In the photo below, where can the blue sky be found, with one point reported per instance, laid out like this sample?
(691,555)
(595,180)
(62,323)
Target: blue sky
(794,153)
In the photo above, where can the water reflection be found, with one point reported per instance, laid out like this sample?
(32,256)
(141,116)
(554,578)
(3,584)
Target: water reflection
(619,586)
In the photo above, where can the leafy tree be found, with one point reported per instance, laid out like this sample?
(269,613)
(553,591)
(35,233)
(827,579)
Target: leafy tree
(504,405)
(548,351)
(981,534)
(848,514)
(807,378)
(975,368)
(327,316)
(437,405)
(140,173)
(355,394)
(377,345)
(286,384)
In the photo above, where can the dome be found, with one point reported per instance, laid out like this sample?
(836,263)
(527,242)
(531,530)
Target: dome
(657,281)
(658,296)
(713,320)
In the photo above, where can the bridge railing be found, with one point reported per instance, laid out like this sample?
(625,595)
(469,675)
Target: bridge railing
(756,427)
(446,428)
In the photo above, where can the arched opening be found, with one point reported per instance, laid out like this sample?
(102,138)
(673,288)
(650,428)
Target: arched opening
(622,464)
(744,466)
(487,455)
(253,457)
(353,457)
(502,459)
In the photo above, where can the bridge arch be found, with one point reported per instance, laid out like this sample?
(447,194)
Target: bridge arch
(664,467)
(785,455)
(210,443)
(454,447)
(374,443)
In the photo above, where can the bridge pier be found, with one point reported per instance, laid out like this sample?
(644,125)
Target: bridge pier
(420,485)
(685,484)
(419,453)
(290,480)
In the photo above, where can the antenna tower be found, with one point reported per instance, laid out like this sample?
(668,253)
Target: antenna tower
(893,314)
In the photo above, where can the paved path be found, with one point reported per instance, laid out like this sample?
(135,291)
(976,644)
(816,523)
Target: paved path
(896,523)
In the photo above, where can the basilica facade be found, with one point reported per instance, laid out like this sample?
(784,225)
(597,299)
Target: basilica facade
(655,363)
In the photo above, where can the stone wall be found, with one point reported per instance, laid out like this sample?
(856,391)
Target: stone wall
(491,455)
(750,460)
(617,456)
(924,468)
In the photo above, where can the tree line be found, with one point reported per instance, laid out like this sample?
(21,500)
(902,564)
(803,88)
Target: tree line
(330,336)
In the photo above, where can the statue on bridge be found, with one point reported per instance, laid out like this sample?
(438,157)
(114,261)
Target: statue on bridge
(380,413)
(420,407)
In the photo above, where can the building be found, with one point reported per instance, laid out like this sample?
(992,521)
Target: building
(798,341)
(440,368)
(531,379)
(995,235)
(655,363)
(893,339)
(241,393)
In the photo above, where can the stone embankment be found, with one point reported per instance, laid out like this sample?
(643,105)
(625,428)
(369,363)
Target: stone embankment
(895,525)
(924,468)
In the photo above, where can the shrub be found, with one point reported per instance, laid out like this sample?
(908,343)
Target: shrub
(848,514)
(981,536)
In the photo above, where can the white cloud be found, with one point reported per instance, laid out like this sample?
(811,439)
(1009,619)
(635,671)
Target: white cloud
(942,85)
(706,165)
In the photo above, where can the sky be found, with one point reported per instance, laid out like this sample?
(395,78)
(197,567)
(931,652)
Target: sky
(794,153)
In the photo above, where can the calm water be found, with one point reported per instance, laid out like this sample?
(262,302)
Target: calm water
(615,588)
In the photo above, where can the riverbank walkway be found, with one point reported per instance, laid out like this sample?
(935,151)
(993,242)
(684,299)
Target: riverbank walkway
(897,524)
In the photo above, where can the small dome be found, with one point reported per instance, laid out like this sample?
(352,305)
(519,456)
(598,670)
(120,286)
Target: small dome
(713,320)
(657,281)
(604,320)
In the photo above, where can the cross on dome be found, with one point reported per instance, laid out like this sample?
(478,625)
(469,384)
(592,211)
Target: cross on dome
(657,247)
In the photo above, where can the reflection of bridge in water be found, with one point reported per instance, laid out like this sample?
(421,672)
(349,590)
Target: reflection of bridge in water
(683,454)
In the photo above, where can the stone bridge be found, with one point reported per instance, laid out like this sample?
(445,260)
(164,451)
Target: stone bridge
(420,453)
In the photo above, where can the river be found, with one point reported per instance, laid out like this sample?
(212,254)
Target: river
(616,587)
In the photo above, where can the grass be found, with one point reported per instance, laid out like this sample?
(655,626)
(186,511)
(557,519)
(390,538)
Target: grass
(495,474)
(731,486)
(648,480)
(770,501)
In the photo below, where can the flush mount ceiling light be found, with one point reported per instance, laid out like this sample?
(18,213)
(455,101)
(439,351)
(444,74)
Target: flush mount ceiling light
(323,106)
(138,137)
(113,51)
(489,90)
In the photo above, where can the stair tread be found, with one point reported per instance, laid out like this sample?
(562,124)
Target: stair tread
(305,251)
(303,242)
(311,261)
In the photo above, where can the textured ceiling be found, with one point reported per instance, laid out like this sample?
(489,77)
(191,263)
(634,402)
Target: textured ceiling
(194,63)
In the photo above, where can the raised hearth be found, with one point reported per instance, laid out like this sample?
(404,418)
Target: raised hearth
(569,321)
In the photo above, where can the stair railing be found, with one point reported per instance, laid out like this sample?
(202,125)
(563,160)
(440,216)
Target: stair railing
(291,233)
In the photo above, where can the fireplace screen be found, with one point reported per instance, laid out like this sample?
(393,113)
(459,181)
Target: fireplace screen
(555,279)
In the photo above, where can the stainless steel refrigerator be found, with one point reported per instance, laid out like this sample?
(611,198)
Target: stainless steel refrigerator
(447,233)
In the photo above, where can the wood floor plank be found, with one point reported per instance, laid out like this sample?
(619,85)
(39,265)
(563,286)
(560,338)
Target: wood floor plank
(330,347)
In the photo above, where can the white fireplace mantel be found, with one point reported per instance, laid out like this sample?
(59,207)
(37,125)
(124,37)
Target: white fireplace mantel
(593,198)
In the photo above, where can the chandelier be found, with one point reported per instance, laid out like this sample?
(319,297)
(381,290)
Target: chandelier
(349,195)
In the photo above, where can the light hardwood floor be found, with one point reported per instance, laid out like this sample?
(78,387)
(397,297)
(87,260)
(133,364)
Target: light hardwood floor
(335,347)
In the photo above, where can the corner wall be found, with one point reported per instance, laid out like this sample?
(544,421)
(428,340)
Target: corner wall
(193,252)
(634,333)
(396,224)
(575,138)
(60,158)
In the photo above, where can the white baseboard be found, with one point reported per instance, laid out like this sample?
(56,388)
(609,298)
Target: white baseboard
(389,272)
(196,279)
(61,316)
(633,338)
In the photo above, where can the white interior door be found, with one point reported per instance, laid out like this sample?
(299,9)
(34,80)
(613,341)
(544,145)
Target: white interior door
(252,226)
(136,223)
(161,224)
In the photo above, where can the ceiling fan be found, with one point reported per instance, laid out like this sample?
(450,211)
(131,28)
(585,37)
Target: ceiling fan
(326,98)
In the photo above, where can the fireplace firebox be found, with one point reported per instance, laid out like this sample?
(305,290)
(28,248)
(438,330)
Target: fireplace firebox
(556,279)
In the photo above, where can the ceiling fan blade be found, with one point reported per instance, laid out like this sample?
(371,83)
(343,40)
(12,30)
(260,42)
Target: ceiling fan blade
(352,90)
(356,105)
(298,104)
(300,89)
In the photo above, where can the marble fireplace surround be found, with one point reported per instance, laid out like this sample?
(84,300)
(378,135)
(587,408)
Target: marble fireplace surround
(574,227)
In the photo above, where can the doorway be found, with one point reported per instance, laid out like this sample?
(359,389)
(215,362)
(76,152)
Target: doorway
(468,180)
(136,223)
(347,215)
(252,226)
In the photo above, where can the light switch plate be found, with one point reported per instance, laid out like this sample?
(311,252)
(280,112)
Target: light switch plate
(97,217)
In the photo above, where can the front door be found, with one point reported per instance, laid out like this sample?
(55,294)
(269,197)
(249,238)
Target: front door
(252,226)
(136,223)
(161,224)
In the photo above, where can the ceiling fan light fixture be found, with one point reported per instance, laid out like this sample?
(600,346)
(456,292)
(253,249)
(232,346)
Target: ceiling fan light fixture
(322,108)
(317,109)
-*-
TO DO: Scan the data above for the word "below" and report every line where it is found.

REPLY TO THE TASK:
In the photo below, where can the blue sky be found, with one point reported per instance, laid out like this sample?
In the photo below, where can the flush mount ceiling light be found, with one point reported per instance, laid out like this sample?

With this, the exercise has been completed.